═════ Data records

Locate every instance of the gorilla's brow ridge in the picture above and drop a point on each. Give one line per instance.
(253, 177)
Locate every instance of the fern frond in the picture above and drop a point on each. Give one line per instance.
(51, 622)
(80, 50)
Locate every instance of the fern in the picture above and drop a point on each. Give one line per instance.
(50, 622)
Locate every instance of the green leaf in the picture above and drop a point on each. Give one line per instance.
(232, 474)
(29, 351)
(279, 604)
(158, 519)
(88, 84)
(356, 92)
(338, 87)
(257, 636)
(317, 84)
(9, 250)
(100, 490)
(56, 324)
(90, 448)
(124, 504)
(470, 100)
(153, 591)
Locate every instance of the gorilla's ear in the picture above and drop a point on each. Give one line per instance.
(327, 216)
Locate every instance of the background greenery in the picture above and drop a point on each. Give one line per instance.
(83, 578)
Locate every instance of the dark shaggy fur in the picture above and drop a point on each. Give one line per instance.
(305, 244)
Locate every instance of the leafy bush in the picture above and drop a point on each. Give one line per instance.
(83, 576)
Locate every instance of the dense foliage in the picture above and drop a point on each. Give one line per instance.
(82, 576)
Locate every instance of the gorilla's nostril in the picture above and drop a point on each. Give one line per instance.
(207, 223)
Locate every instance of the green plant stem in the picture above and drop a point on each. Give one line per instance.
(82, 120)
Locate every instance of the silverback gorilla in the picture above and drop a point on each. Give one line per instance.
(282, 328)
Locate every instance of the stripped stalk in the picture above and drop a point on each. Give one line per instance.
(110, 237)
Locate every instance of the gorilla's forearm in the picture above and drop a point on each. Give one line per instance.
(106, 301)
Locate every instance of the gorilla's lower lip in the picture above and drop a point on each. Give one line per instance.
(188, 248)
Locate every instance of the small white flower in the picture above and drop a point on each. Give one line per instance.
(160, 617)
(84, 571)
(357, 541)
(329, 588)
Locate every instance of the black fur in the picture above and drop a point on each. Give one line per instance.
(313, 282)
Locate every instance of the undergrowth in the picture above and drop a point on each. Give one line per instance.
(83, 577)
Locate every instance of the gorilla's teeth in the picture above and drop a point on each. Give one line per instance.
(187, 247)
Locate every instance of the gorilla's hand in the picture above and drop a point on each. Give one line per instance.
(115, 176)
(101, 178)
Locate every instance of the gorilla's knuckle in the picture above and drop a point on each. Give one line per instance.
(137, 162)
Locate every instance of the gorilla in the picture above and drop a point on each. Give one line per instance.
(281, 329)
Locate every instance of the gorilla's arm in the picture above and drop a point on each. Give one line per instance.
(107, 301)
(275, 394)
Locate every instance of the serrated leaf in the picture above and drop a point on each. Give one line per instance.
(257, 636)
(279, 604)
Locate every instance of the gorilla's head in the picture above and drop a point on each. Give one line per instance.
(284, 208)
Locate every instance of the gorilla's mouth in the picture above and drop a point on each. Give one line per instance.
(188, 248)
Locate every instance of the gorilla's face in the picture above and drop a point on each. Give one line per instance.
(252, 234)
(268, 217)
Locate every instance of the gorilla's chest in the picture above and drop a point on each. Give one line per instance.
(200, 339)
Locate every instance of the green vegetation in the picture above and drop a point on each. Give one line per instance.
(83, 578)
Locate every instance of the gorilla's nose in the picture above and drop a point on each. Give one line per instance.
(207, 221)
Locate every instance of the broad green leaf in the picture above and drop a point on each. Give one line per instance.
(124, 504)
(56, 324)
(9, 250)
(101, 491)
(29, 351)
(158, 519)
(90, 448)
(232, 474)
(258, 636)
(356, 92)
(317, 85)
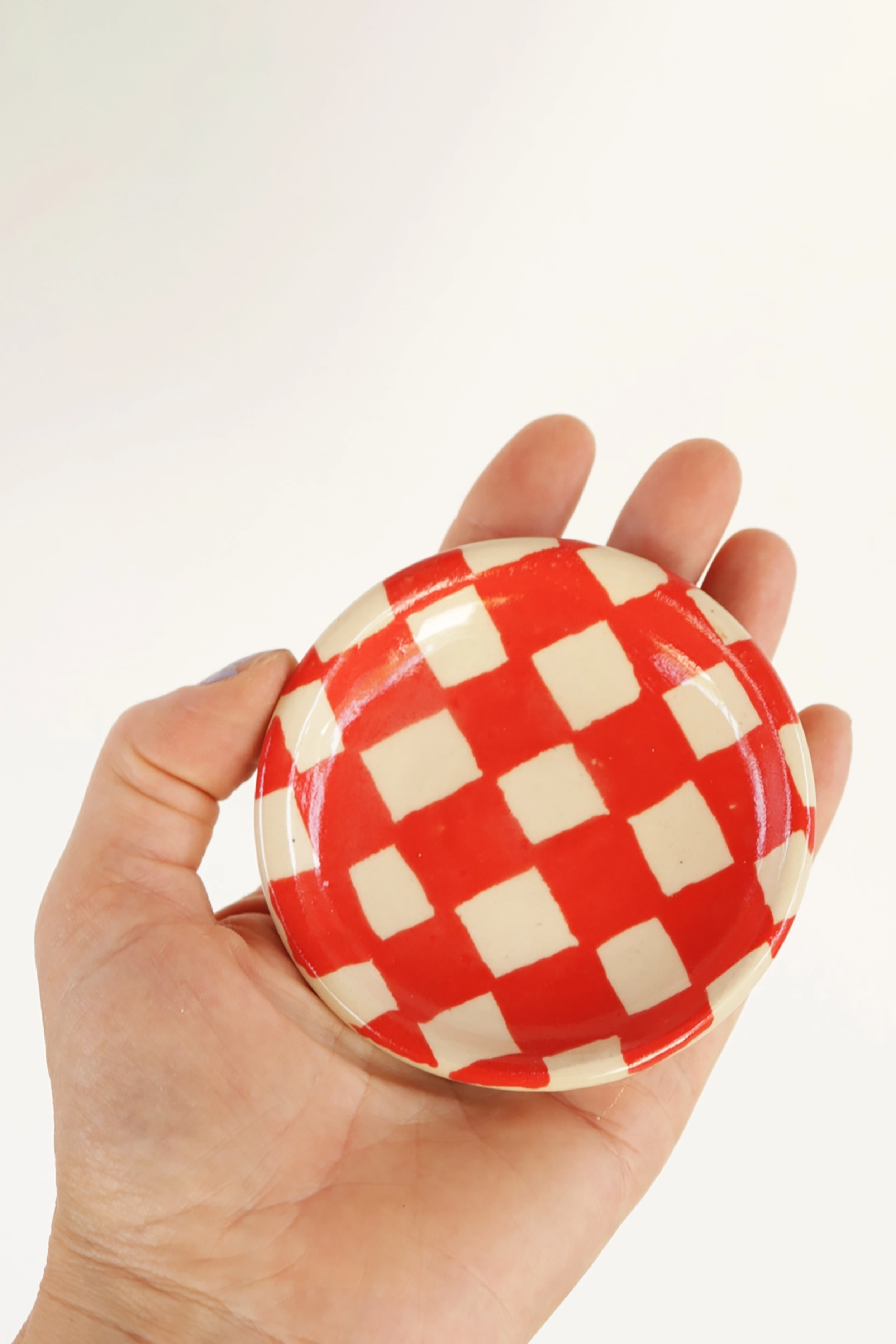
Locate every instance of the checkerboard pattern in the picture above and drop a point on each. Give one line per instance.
(534, 814)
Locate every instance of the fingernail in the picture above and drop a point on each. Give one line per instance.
(232, 670)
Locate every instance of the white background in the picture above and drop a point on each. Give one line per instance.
(276, 280)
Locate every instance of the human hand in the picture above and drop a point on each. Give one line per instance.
(235, 1164)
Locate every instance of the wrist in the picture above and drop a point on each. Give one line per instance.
(84, 1303)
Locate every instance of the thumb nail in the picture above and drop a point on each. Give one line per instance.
(232, 670)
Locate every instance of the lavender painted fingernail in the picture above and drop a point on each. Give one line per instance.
(232, 670)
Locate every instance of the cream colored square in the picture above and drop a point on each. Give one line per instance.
(364, 618)
(722, 621)
(284, 844)
(784, 874)
(551, 793)
(623, 576)
(730, 990)
(516, 924)
(793, 740)
(644, 967)
(506, 550)
(682, 840)
(457, 638)
(418, 765)
(475, 1030)
(390, 892)
(598, 1062)
(587, 674)
(309, 725)
(712, 710)
(355, 994)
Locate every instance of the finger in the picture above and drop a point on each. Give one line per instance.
(680, 509)
(152, 803)
(754, 577)
(531, 488)
(831, 742)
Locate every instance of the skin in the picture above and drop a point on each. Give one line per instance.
(232, 1162)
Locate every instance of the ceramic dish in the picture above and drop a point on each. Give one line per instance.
(534, 814)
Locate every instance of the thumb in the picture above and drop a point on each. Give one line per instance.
(149, 812)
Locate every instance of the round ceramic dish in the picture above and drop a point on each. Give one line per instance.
(534, 814)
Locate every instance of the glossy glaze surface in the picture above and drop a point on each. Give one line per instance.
(534, 814)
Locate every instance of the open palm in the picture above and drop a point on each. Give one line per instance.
(233, 1163)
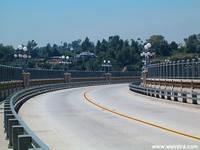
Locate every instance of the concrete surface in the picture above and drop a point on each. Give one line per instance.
(3, 142)
(66, 120)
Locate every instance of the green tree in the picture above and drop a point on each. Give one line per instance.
(160, 45)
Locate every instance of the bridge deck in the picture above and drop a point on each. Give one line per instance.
(3, 142)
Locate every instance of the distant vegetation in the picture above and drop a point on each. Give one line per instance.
(123, 54)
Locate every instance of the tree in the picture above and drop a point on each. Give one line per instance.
(160, 45)
(174, 45)
(193, 43)
(31, 46)
(76, 45)
(87, 45)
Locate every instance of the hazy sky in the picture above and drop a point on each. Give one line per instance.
(66, 20)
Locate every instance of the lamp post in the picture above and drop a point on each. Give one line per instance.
(23, 54)
(106, 65)
(66, 62)
(146, 54)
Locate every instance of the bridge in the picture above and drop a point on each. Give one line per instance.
(46, 109)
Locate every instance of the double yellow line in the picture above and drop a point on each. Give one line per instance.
(139, 120)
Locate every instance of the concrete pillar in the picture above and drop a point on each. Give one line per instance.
(194, 98)
(11, 123)
(8, 117)
(153, 92)
(24, 142)
(67, 77)
(175, 96)
(144, 77)
(108, 77)
(16, 131)
(169, 95)
(184, 99)
(162, 94)
(157, 94)
(6, 112)
(26, 79)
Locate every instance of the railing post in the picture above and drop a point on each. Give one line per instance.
(194, 97)
(184, 95)
(16, 131)
(26, 79)
(11, 123)
(24, 142)
(108, 77)
(67, 77)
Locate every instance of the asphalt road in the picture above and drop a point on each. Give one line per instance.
(111, 117)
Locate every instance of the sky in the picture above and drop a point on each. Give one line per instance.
(53, 21)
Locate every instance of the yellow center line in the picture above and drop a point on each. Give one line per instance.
(139, 120)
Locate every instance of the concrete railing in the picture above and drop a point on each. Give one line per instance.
(17, 132)
(169, 93)
(182, 83)
(9, 87)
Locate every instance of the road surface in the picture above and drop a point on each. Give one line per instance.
(111, 117)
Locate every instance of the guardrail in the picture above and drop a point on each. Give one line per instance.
(8, 73)
(181, 69)
(175, 94)
(9, 87)
(18, 133)
(182, 83)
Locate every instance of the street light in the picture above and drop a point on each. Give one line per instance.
(146, 54)
(106, 65)
(23, 54)
(66, 62)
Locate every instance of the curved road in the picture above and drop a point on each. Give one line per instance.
(110, 117)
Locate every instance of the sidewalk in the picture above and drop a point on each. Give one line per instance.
(3, 142)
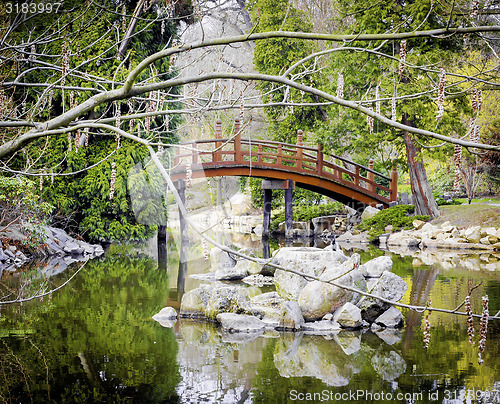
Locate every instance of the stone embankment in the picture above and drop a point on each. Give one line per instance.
(298, 303)
(57, 252)
(445, 236)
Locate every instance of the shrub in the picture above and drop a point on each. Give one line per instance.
(304, 213)
(397, 216)
(20, 204)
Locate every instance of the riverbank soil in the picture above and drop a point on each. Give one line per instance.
(476, 214)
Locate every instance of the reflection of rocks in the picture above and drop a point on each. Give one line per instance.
(390, 287)
(350, 342)
(322, 327)
(333, 359)
(198, 332)
(376, 267)
(390, 336)
(240, 323)
(391, 318)
(226, 300)
(277, 312)
(195, 301)
(389, 365)
(314, 356)
(349, 316)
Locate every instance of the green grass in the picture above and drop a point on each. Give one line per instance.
(479, 200)
(398, 216)
(475, 214)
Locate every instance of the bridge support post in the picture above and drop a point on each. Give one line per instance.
(289, 210)
(394, 182)
(370, 176)
(218, 135)
(266, 221)
(181, 189)
(238, 158)
(300, 135)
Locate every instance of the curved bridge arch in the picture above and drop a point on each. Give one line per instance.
(304, 165)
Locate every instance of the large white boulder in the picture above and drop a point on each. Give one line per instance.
(319, 298)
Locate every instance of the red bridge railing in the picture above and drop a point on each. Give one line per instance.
(297, 158)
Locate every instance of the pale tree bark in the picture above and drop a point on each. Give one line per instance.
(424, 201)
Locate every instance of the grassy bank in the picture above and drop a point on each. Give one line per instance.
(475, 214)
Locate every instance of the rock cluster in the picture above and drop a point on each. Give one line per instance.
(299, 303)
(59, 250)
(427, 235)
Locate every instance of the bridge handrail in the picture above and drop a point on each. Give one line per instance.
(297, 157)
(288, 147)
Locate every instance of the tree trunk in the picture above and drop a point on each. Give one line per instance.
(424, 201)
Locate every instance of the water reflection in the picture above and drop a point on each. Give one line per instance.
(95, 341)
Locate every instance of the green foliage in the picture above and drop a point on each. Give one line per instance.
(304, 213)
(301, 196)
(84, 197)
(397, 216)
(275, 56)
(21, 203)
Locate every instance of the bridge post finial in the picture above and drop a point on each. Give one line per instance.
(237, 141)
(300, 136)
(394, 182)
(370, 176)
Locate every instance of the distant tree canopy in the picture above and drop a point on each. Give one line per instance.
(65, 58)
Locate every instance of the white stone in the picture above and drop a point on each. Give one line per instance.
(376, 267)
(240, 322)
(369, 212)
(348, 316)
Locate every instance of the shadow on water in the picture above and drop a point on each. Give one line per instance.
(95, 340)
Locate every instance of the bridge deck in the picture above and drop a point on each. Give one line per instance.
(308, 166)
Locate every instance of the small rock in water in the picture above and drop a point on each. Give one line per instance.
(166, 317)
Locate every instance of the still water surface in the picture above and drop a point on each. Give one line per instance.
(95, 341)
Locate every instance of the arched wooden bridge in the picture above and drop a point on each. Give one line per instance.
(308, 167)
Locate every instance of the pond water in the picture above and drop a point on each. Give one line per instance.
(94, 340)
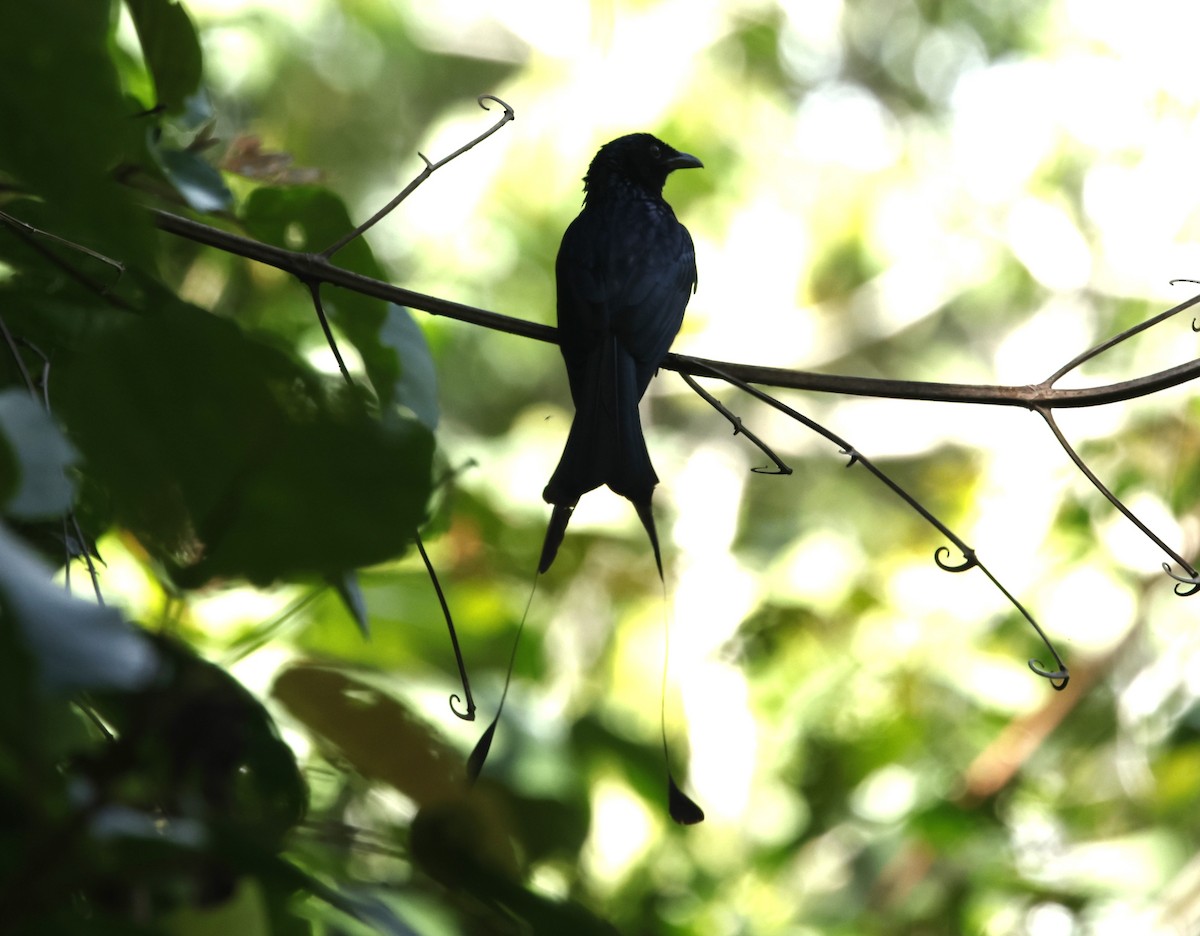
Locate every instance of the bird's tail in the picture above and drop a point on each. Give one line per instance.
(604, 447)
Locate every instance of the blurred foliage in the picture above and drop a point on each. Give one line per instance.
(948, 191)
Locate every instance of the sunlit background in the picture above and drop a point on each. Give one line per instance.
(936, 191)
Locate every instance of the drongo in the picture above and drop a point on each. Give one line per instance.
(625, 271)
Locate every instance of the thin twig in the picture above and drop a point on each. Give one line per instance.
(311, 267)
(1059, 677)
(1117, 503)
(315, 292)
(469, 714)
(33, 237)
(1122, 336)
(430, 168)
(738, 427)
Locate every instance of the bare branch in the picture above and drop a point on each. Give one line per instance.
(430, 168)
(1116, 502)
(311, 267)
(1123, 336)
(1059, 677)
(738, 427)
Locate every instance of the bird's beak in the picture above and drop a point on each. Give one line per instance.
(683, 161)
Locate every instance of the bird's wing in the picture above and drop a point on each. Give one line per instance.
(653, 301)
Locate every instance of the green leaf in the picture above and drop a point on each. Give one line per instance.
(244, 913)
(41, 455)
(348, 589)
(231, 459)
(377, 733)
(75, 645)
(195, 179)
(418, 385)
(171, 47)
(393, 347)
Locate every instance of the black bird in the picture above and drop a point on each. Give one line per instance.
(625, 271)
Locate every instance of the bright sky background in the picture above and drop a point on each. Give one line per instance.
(942, 201)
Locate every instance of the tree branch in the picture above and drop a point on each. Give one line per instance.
(313, 268)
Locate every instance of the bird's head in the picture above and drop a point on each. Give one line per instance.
(640, 159)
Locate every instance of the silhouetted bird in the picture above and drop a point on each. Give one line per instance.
(625, 270)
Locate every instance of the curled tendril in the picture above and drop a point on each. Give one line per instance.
(969, 561)
(509, 113)
(1059, 678)
(467, 714)
(1182, 582)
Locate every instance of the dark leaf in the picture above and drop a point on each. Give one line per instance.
(195, 179)
(70, 125)
(683, 809)
(75, 645)
(231, 459)
(41, 487)
(479, 754)
(348, 589)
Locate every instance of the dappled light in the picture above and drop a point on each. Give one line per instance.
(867, 604)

══════════

Nothing but the lines from the one containing "Locate every instance of the silhouetted" to the end of the entries belongs in the answer, and each must match exactly.

Solution to the problem:
Locate every instance of the silhouetted bird in the picture above and drop a point on each. Give one line per instance.
(625, 270)
Locate every instance of the curled tendril in the picture above and drop a point on each. Give one line per instance.
(969, 561)
(509, 113)
(1059, 678)
(467, 714)
(1182, 582)
Locate every instance of the dark leaf in the picture above and drop a point on each. Give one line per instance.
(195, 179)
(70, 125)
(683, 809)
(75, 645)
(231, 459)
(41, 487)
(479, 754)
(348, 589)
Locate every instance of the dappled light in the picture above and drop a point on each. Give one line per instance.
(867, 604)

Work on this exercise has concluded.